-------- Page excerpt --------

The later Smritis or Dharmashastras are mostly in metrical verses, and are later in age than the Dharmasutras. They are in a sense based on the Dharmasutras, but they are not metrical renditions of the Dharmasutras. They deal with the subject-matters in a very systematic manner. Most of the Dharmashastras are divided into three parts which are: Achara, Vyavahara and Prayaschitta. The first deals with the rules od religious observances. The second part deals with civil law and the last part deals with the penance or expiation.

The early Smritikaras laid more emphasis on the subject-matter of the first and third parts, while the later Smritikaras have exhaustively considered rules of positive law. Some Smritikaras like Narada, deal only with the civil law. In the Vyavahara part, the Smritikaras have dealt with law under 18 titles and 132 sub-titles. They have discussed rules of both substantive law and procedural law.

The Yajnavalkya Smriti gives a list of twenty sages as law-givers, viz, Manu, Atri, Vishnu, Harita, Yajnavalkya, Usanas, Angaris, Yama, Apastamba, Samavarta, Katyayana, Brihaspati, Parasara, Vyasa, Sankh, Likhita, Daksha, Gautama, Satatapa and Vasistha. According to the Mitakshara, the enumeration is illustrative and not exhaustive.

Manu Smriti: The Manu Smriti has been all along considered to be supreme authority in the entire country. However, we do not know the identity of the person who compiled this work. In fact, we have not been able to establish the identity of this great sage whose teaching the Manu Smriti contains. We know that the name of Manu has been mentioned from the earliest. Sometimes he is referred to as Vridha (Old) Manu, sometimes as Brihat (Great) Manu, sometimes as Adi Manava (First patriarch).

According to Kane: “It is almost impossible to say who composed the Manu Smriti. It goes without saying that the mythical Manu, progenitor or mankind, mentioned even in the Rigveda, could not have composed it. What motives could have induced the unknown author to palm it off in the name of the mythical Manu and suppress his identity, it is difficult to say. One motive may have been to invest the work with a halo of anquity and authoritativeness”.

The extant Manu Smriti is divided into 12 Chapters and contains 2694 slokas. In the eighth Chapter are stated rules on eighteen titles of law which include both civil and criminal law. The approximate date of the compilation of Manu Smriti is placed at 200 B.C.

Yajnavalkya Smriti: The Yajnavalkya Smriti comes after the Manu Smriti. It is substantially based on Manu Smriti, though the Yajnavalkya Smriti is more synthesized, concise and logical. Yajnavalkya belonged to the Shukla Yajurveda and is closely connected with the Brihadaranyak Upanishad. Yajnavalkya belonged to Mithila (Northern Bihar). The Yajnavalkya Smriti is divided into three sections. All topics are arranged in their proper places and repetition is avoided. Almost all subjects found in the Manu Smriti are dealt with by Yajnavalkya in a precise manner. The Yajnavalkya Smriti deals with rules of procedural law in details. Yet, the law of procedure is not bogged down in arid technicalities. The approximate date of the Yajnavalkya Smriti is the beginning of the Christian era.

-------- Input material --------

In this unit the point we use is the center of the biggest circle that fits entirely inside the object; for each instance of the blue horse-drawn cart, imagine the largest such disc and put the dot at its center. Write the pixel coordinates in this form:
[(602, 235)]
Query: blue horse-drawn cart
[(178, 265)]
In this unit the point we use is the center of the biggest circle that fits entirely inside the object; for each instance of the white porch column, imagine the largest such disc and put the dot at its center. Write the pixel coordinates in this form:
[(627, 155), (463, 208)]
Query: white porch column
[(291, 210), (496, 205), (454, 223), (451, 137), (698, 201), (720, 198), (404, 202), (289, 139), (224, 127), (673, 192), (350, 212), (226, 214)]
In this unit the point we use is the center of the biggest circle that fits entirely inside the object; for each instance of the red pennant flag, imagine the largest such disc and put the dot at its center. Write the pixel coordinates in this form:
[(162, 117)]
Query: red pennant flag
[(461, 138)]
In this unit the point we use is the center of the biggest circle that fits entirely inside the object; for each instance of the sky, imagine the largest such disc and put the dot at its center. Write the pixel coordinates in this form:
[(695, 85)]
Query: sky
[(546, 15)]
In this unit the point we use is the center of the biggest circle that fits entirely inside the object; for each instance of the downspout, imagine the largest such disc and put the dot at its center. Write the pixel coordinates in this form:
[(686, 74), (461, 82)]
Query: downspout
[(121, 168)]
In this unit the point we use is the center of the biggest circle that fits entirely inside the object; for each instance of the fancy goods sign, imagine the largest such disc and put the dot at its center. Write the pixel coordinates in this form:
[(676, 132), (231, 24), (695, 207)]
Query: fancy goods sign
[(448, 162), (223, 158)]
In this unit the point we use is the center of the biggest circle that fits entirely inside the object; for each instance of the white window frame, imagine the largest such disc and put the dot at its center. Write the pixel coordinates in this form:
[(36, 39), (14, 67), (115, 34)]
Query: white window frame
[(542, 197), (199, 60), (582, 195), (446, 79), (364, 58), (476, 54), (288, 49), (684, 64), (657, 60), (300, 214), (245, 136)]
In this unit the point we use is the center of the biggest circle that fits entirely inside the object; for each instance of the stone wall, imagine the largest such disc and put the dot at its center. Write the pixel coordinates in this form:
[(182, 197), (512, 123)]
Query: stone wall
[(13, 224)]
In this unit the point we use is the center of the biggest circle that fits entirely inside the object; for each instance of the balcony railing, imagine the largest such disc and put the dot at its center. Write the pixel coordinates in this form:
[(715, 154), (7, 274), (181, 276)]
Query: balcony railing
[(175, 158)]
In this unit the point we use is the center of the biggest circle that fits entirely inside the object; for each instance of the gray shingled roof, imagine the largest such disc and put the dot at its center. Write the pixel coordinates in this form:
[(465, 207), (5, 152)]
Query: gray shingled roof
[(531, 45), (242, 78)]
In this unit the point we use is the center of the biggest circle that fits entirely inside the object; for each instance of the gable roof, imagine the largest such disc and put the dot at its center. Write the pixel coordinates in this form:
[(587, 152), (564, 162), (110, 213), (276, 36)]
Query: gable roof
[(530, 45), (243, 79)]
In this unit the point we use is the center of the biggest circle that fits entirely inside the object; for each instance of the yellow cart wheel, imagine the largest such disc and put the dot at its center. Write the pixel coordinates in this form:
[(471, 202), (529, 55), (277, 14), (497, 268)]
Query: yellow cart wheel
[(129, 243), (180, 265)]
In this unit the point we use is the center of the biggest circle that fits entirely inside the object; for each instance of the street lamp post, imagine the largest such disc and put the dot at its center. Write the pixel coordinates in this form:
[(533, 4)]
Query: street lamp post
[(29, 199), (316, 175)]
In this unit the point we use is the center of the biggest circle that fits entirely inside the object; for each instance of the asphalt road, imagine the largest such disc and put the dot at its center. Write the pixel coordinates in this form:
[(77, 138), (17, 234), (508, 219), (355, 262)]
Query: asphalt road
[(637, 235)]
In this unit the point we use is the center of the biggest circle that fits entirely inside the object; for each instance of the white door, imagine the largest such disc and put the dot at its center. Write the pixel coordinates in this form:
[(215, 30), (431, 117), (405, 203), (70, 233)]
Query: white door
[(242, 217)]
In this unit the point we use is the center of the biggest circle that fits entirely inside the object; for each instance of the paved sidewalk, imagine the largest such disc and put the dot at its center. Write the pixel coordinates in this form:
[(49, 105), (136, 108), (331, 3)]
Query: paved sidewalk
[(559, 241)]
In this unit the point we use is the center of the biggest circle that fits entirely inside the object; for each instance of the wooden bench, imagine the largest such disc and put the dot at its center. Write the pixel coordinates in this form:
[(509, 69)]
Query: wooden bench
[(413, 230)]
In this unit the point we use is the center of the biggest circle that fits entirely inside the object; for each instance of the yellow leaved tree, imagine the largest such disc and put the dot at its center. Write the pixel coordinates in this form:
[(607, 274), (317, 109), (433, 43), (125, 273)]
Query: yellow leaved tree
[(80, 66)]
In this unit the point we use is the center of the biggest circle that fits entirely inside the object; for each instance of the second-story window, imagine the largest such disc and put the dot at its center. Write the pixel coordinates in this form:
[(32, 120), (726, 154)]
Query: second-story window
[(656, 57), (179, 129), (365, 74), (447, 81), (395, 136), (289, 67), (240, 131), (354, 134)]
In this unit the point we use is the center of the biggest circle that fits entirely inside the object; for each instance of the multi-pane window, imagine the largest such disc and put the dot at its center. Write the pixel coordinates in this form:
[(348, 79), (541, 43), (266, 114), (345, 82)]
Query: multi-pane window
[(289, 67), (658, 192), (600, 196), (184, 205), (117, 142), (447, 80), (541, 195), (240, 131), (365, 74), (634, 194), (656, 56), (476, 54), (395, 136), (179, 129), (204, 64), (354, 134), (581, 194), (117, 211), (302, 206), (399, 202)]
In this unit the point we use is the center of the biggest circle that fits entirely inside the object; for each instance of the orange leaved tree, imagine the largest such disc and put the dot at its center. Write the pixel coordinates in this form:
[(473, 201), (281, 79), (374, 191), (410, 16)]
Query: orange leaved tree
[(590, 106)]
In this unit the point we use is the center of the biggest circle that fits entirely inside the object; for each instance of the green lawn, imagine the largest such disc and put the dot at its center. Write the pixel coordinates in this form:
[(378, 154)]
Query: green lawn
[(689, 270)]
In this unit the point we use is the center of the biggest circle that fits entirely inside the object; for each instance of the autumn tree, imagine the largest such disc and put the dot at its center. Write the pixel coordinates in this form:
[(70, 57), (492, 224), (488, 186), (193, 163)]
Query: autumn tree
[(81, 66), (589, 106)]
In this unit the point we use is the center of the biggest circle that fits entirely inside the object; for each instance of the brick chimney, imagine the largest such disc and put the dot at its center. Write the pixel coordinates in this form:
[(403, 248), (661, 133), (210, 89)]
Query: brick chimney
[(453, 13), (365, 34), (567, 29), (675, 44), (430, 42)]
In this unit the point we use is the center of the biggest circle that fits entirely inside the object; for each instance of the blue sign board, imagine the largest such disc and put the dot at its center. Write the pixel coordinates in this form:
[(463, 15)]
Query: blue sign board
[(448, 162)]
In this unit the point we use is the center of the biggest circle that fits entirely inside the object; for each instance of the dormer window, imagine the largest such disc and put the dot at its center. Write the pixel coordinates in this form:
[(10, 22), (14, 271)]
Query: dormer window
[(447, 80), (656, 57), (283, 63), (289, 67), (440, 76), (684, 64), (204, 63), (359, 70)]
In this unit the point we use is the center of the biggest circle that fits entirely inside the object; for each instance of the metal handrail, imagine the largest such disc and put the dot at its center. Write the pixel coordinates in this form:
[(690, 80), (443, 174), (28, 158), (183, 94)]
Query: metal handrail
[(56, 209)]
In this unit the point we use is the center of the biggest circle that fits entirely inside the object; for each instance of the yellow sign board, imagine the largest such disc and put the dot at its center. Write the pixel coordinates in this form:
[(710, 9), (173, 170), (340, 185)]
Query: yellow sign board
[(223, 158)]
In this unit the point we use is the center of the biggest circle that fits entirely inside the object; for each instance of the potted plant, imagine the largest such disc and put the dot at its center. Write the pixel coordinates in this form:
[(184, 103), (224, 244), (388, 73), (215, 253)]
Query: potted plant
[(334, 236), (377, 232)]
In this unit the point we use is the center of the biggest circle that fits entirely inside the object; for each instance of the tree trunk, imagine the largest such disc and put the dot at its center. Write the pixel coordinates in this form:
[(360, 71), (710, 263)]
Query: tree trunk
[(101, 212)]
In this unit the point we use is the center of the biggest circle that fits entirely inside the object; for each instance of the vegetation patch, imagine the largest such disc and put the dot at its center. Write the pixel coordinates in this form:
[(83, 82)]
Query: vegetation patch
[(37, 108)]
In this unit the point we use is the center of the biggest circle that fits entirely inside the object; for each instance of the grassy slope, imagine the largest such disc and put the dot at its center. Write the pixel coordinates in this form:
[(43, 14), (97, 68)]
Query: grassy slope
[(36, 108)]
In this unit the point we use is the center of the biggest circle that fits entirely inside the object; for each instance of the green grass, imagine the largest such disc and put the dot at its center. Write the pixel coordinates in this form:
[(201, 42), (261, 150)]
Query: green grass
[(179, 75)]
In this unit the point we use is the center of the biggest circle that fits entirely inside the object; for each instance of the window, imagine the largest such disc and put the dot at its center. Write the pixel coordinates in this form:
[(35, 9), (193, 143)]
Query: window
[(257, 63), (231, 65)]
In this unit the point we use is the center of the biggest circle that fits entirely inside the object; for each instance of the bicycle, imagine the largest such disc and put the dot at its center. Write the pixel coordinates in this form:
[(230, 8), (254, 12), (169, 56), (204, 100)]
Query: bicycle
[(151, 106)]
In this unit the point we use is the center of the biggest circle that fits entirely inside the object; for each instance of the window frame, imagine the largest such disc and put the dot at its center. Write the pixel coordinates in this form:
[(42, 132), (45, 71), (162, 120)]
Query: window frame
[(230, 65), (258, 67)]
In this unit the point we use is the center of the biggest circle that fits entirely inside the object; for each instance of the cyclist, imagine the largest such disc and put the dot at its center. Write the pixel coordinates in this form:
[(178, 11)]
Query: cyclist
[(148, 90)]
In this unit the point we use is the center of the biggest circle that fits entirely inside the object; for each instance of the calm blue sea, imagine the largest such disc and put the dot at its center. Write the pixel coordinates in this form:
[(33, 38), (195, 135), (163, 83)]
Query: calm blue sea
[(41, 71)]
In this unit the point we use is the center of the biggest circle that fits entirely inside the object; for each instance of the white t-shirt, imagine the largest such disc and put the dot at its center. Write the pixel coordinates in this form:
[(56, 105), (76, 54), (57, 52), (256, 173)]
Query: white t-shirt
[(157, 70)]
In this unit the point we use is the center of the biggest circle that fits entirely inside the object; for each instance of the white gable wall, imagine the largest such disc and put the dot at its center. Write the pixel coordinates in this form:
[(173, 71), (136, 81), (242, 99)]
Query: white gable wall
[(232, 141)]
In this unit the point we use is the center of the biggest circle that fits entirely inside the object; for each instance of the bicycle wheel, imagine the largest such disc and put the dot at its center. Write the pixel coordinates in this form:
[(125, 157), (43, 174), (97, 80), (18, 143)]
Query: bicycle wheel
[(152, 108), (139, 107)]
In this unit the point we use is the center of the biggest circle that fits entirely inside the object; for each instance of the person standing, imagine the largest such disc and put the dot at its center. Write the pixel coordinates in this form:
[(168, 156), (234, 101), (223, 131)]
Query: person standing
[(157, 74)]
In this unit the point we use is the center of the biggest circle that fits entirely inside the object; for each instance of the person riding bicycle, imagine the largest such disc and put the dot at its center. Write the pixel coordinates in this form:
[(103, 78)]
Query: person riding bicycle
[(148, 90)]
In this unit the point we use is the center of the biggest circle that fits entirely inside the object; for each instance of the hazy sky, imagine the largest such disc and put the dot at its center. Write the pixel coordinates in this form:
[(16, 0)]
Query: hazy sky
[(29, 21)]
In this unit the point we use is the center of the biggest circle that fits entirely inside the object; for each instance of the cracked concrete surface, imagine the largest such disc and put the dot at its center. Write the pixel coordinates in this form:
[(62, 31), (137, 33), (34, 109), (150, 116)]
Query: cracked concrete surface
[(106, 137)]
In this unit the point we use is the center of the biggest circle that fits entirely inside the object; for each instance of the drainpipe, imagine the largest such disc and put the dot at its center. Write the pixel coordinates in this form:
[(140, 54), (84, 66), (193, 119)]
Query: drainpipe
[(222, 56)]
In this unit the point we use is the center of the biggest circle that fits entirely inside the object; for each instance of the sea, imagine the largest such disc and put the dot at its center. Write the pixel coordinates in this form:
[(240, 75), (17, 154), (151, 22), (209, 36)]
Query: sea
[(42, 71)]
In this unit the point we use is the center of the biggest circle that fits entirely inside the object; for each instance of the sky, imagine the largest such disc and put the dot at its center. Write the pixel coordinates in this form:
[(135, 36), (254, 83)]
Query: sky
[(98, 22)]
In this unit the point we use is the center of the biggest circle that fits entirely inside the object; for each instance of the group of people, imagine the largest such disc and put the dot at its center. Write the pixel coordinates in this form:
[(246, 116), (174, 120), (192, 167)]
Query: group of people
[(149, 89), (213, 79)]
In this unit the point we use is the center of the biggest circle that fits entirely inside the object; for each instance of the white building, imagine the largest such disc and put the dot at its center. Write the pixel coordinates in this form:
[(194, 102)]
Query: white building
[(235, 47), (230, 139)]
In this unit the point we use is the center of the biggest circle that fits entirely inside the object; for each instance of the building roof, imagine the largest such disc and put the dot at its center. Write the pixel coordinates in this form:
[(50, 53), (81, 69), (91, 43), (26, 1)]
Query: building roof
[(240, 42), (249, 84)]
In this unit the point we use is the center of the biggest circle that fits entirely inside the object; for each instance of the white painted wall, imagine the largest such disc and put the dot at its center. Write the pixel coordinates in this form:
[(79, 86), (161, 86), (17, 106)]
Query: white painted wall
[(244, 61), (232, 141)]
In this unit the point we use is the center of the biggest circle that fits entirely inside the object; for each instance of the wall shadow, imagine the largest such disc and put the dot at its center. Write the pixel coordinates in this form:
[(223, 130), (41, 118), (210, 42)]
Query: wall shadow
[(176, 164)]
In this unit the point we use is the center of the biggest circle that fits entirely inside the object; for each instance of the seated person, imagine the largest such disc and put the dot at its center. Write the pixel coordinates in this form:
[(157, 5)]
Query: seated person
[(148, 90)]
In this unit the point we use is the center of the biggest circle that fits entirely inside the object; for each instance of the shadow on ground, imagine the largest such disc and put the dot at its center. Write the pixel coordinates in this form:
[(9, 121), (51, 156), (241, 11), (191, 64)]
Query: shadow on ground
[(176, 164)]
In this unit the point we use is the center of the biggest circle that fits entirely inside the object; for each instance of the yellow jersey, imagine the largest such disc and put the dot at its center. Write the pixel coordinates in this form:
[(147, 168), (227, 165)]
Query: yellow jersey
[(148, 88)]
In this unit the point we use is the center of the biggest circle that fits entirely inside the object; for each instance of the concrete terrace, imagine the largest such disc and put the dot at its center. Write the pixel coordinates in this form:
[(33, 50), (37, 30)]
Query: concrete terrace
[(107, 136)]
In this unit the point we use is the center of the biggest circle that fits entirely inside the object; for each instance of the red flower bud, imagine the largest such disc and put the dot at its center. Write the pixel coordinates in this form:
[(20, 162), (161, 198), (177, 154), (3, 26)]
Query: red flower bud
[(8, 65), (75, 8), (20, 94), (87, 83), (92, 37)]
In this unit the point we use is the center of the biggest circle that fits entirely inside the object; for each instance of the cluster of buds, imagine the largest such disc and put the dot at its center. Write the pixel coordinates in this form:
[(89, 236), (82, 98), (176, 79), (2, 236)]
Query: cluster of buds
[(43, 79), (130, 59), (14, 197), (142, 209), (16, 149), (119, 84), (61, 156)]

--------

*Request A*: In the passage on the Smritis, rewrite the part that begins with the words containing "The Yajnavalkya Smriti gives" and ends with "Manava (First patriarch).", changing "law-givers" to "lawgivers".
*Request B*: Extract every line of the records that contains the string "drawn".

*Expected answer A*:
The Yajnavalkya Smriti gives a list of twenty sages as lawgivers, viz, Manu, Atri, Vishnu, Harita, Yajnavalkya, Usanas, Angaris, Yama, Apastamba, Samavarta, Katyayana, Brihaspati, Parasara, Vyasa, Sankh, Likhita, Daksha, Gautama, Satatapa and Vasistha. According to the Mitakshara, the enumeration is illustrative and not exhaustive.

Manu Smriti: The Manu Smriti has been all along considered to be supreme authority in the entire country. However, we do not know the identity of the person who compiled this work. In fact, we have not been able to establish the identity of this great sage whose teaching the Manu Smriti contains. We know that the name of Manu has been mentioned from the earliest. Sometimes he is referred to as Vridha (Old) Manu, sometimes as Brihat (Great) Manu, sometimes as Adi Manava (First patriarch).

*Expected answer B*:
In this unit the point we use is the center of the biggest circle that fits entirely inside the object; for each instance of the blue horse-drawn cart, imagine the largest such disc and put the dot at its center. Write the pixel coordinates in this form:
Query: blue horse-drawn cart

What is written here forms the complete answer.